----- 제공 자료

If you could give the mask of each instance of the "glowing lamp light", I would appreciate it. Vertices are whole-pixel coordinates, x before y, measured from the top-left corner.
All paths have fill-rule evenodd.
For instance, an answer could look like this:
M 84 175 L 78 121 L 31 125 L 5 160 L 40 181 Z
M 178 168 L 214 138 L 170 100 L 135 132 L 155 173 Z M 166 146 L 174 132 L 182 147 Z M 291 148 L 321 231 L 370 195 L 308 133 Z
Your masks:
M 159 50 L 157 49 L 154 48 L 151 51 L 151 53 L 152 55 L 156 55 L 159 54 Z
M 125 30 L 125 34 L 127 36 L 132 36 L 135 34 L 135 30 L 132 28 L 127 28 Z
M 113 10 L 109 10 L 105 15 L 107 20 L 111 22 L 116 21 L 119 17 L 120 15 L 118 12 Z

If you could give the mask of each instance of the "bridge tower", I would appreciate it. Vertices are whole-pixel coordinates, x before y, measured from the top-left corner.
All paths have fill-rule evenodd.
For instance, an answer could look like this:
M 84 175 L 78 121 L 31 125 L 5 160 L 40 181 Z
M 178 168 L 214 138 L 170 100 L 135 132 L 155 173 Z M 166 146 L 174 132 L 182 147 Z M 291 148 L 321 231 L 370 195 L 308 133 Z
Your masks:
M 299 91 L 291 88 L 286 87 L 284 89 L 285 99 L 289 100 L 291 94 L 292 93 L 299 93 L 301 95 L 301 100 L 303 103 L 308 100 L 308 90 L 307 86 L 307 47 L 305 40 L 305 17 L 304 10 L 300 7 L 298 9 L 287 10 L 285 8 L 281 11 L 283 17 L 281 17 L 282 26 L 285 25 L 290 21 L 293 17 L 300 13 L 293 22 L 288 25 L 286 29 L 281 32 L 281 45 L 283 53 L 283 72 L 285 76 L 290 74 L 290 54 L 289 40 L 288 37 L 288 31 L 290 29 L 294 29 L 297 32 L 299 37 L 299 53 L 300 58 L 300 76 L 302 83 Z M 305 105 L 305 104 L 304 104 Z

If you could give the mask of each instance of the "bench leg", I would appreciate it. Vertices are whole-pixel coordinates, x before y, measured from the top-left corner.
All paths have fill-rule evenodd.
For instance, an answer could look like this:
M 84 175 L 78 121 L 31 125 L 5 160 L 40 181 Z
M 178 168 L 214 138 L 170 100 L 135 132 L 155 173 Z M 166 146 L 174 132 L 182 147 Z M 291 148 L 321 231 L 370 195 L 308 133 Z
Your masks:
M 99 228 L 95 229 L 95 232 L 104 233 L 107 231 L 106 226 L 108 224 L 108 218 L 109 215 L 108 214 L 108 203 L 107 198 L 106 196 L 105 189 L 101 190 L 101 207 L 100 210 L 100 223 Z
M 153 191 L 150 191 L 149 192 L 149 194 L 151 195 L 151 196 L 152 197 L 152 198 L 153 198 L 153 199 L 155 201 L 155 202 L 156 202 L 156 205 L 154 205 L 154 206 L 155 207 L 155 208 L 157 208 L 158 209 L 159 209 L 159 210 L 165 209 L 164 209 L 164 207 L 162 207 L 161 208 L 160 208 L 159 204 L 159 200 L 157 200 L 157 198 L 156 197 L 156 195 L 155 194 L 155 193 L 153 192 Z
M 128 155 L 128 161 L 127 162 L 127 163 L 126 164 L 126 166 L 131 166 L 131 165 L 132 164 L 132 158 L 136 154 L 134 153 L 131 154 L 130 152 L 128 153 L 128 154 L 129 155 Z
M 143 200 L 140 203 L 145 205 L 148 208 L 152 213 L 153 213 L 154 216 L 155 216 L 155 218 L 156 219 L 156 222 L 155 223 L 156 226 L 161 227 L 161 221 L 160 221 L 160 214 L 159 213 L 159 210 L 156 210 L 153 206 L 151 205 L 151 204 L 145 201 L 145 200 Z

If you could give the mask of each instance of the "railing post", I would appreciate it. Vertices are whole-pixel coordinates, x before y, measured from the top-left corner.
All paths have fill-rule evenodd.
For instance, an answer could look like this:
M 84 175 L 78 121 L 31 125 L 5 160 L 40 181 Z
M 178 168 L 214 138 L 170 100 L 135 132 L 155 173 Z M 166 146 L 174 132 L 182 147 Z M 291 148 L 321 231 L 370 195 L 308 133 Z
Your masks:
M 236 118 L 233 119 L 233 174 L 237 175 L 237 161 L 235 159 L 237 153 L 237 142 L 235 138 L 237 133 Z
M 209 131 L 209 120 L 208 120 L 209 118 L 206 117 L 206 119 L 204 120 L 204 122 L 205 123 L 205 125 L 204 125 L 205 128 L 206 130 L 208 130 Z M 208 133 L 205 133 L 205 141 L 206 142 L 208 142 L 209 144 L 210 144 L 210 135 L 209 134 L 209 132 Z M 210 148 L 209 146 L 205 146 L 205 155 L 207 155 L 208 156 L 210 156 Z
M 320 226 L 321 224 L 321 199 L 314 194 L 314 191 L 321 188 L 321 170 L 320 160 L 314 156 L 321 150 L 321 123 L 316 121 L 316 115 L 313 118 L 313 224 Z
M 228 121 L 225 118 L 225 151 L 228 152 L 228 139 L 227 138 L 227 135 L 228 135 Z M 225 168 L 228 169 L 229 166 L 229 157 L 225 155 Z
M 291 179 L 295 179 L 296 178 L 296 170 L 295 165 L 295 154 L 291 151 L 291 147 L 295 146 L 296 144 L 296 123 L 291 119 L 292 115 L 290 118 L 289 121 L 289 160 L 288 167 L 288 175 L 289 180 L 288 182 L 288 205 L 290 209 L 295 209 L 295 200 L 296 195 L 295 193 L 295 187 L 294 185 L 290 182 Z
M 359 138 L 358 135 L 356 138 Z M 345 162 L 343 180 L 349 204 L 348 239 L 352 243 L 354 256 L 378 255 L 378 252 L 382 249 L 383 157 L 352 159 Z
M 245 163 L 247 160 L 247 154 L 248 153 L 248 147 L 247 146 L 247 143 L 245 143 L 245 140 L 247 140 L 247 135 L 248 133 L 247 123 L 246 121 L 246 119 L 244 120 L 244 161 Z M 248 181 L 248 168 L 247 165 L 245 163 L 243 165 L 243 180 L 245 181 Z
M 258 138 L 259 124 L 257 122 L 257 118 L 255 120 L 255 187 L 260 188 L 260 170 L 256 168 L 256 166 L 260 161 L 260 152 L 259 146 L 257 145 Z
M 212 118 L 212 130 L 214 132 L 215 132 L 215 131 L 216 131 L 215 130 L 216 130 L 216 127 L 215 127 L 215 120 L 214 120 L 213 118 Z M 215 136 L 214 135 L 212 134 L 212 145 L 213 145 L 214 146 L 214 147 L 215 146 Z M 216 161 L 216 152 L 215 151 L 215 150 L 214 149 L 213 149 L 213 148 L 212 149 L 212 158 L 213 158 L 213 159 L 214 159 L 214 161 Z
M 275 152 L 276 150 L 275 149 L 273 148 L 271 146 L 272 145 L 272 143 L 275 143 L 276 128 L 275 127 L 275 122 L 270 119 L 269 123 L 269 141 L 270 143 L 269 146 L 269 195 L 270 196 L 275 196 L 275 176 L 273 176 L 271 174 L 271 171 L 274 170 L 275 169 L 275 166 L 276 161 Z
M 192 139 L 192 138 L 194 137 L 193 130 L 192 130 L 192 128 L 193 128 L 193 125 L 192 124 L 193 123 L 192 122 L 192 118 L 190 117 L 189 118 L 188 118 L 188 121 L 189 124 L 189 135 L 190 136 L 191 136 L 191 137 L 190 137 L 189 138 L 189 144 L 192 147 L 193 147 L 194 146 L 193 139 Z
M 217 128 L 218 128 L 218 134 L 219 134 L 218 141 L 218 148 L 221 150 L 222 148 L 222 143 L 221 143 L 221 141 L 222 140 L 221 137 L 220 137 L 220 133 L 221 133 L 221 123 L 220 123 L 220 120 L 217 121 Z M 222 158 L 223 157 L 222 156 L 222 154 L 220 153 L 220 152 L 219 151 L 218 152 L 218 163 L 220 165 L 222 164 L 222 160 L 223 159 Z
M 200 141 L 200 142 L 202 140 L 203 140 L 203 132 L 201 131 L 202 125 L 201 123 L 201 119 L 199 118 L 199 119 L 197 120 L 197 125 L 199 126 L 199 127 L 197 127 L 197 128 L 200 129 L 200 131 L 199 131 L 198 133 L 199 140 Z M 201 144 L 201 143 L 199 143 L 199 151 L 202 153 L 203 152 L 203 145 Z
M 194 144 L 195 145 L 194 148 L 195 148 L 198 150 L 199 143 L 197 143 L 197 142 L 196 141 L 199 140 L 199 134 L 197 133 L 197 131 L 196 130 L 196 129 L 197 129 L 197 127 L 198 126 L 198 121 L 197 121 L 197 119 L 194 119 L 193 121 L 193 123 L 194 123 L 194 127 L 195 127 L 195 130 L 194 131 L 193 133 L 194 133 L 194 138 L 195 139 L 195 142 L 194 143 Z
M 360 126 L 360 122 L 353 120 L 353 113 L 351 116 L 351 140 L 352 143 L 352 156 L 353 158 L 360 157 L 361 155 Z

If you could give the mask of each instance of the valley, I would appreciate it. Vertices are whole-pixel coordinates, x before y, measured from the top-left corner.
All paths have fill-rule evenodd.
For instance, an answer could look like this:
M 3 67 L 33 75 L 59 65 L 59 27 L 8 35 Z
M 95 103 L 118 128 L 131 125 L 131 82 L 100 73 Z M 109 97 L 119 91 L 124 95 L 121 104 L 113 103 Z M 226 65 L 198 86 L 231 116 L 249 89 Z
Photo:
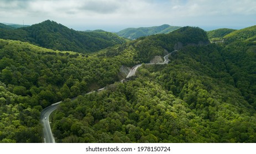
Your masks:
M 49 20 L 0 31 L 0 142 L 256 142 L 255 26 L 134 40 Z

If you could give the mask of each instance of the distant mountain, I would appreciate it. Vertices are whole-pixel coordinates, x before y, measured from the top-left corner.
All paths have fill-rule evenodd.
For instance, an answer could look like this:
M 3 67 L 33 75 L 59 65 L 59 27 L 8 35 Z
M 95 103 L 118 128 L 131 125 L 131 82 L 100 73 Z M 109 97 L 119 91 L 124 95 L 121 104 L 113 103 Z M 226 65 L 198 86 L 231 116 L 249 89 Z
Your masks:
M 223 37 L 227 43 L 241 41 L 256 41 L 256 25 L 234 31 Z
M 11 27 L 12 29 L 13 29 L 30 26 L 30 25 L 23 25 L 15 24 L 9 24 L 9 23 L 2 23 L 2 24 L 5 25 L 7 25 L 8 26 Z M 0 26 L 0 28 L 1 28 L 1 27 Z
M 117 34 L 121 37 L 133 40 L 154 34 L 168 34 L 180 28 L 165 24 L 160 26 L 149 28 L 128 28 L 117 32 Z
M 236 30 L 232 29 L 218 29 L 207 31 L 207 36 L 209 38 L 215 37 L 223 37 L 224 36 Z
M 28 42 L 55 50 L 81 53 L 95 52 L 126 41 L 111 32 L 77 31 L 49 20 L 15 30 L 0 29 L 0 32 L 2 38 Z
M 6 24 L 2 24 L 2 23 L 0 23 L 0 29 L 8 29 L 8 30 L 14 29 L 13 28 L 9 26 L 8 25 L 7 25 Z

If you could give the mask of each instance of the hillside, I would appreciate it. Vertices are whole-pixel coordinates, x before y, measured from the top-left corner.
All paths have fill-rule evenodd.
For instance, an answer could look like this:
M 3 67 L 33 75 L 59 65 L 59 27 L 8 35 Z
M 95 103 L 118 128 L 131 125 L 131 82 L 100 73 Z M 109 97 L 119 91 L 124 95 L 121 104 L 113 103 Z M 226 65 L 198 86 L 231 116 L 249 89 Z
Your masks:
M 179 28 L 180 27 L 165 24 L 149 28 L 128 28 L 117 32 L 117 34 L 121 37 L 133 40 L 154 34 L 168 34 Z
M 175 50 L 118 82 L 122 68 Z M 190 26 L 86 54 L 0 39 L 0 142 L 43 142 L 40 113 L 61 100 L 57 142 L 255 142 L 255 50 Z
M 143 66 L 127 82 L 66 100 L 54 114 L 55 139 L 59 142 L 255 142 L 256 106 L 251 102 L 255 96 L 251 95 L 256 92 L 256 76 L 229 55 L 217 45 L 187 46 L 170 56 L 167 65 Z M 250 68 L 256 67 L 255 52 L 253 58 L 243 55 Z M 244 79 L 246 74 L 250 77 Z
M 180 32 L 182 37 L 186 31 Z M 161 35 L 166 35 L 158 37 Z M 0 115 L 0 142 L 42 142 L 39 134 L 43 108 L 119 81 L 125 77 L 120 73 L 122 65 L 149 62 L 148 57 L 165 54 L 164 47 L 173 51 L 174 44 L 184 39 L 162 40 L 165 42 L 161 46 L 163 42 L 158 40 L 163 37 L 156 36 L 87 55 L 0 39 L 0 111 L 4 113 Z
M 14 28 L 7 25 L 6 24 L 0 23 L 0 29 L 4 29 L 7 30 L 12 30 L 14 29 Z
M 243 41 L 256 41 L 256 26 L 234 31 L 224 36 L 227 43 Z
M 54 50 L 81 53 L 95 52 L 126 42 L 111 32 L 77 31 L 50 20 L 15 30 L 0 29 L 0 31 L 2 38 L 28 42 Z
M 234 31 L 234 29 L 226 28 L 213 30 L 207 31 L 207 36 L 212 42 L 220 41 L 222 40 L 225 35 Z

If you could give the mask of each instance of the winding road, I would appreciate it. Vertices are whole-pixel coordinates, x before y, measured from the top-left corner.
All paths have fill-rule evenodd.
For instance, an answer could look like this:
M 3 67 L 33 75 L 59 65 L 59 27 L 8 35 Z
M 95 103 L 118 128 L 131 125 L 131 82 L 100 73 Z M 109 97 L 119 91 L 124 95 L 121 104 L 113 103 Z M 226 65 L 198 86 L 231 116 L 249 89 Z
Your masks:
M 153 64 L 167 64 L 169 61 L 168 59 L 168 56 L 174 52 L 176 52 L 177 50 L 175 50 L 171 53 L 168 54 L 164 57 L 164 62 L 161 63 L 145 63 L 145 65 L 153 65 Z M 141 67 L 142 64 L 139 64 L 134 66 L 132 69 L 130 70 L 126 78 L 128 78 L 132 76 L 135 75 L 135 73 L 137 69 Z M 124 80 L 121 80 L 121 82 L 123 81 Z M 97 91 L 100 91 L 106 89 L 106 87 L 98 89 Z M 95 92 L 95 91 L 90 92 L 86 95 L 91 94 L 92 92 Z M 75 98 L 73 98 L 71 100 L 74 100 Z M 50 125 L 49 117 L 50 115 L 54 112 L 55 109 L 57 109 L 59 105 L 61 103 L 61 101 L 57 102 L 56 103 L 51 105 L 50 106 L 49 106 L 45 109 L 44 109 L 41 112 L 41 117 L 40 122 L 42 123 L 43 126 L 43 132 L 44 132 L 44 141 L 45 143 L 55 143 L 55 140 L 51 133 L 51 127 Z

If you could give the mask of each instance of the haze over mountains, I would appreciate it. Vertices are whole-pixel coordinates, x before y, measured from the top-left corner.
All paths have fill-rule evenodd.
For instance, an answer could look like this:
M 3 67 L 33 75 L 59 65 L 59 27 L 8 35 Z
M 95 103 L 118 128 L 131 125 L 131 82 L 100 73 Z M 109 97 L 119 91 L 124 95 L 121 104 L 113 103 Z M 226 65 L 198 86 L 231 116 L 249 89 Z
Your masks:
M 0 142 L 43 142 L 40 112 L 60 101 L 57 142 L 256 142 L 255 26 L 135 40 L 50 20 L 0 32 Z
M 180 28 L 165 24 L 159 26 L 149 28 L 127 28 L 117 32 L 117 34 L 120 36 L 133 40 L 154 34 L 168 34 Z

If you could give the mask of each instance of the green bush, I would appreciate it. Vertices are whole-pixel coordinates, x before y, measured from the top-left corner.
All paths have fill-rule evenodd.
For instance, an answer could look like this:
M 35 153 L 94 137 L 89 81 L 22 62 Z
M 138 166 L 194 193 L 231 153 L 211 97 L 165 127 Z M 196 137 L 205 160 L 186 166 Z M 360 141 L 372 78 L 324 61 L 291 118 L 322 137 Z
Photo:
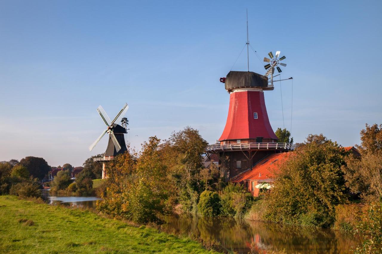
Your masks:
M 356 230 L 362 236 L 363 242 L 355 252 L 382 253 L 382 201 L 373 202 L 365 208 L 367 211 L 363 213 Z
M 57 191 L 65 190 L 73 182 L 70 178 L 70 172 L 69 170 L 60 170 L 55 177 L 52 185 L 55 187 Z
M 309 140 L 311 140 L 310 143 Z M 343 149 L 322 135 L 310 135 L 274 172 L 275 187 L 264 196 L 267 220 L 329 227 L 336 206 L 346 202 Z
M 93 181 L 90 178 L 76 179 L 77 196 L 89 196 L 93 193 Z
M 219 195 L 214 192 L 205 190 L 200 194 L 197 204 L 198 211 L 203 216 L 212 217 L 220 214 Z
M 253 197 L 240 185 L 230 183 L 220 193 L 222 214 L 241 218 L 251 208 Z
M 12 169 L 11 176 L 20 179 L 27 179 L 29 178 L 29 171 L 24 166 L 16 165 Z
M 24 182 L 13 185 L 9 191 L 11 195 L 21 198 L 39 198 L 41 196 L 40 185 L 36 181 Z
M 68 186 L 68 190 L 71 192 L 75 192 L 77 190 L 77 185 L 75 183 L 72 183 Z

----------

과제 내용 –
"of the haze" 문구가 있는 줄에서 시작해 "M 180 28 L 165" 문구가 있는 줄에서 끝나는 부분을 빈 줄은 빼고 번호 목록으로 바꾸세요. 시작 줄과 끝 줄도 목록에 넣으세요.

문제 풀이 –
1. If you could give the mask of each instance of the haze over mountains, I would appreciate it. Vertices are whole-pixel coordinates, x before y, measured from the top-left corner.
2. All paths have fill-rule evenodd.
3. For instance, an answer could look like this:
4. M 3 67 L 33 75 L 59 65 L 59 27 L 8 35 Z
5. M 95 103 L 118 128 L 131 125 L 131 82 L 100 73 Z M 109 97 L 119 91 L 124 95 L 121 104 L 113 103 Z M 226 65 L 198 86 L 231 116 L 249 89 Z
6. Your masks:
7. M 0 142 L 43 142 L 40 112 L 60 101 L 57 142 L 256 142 L 255 26 L 135 40 L 50 20 L 0 32 Z
8. M 180 28 L 165 24 L 159 26 L 149 28 L 127 28 L 117 32 L 117 34 L 120 36 L 133 40 L 154 34 L 168 34 Z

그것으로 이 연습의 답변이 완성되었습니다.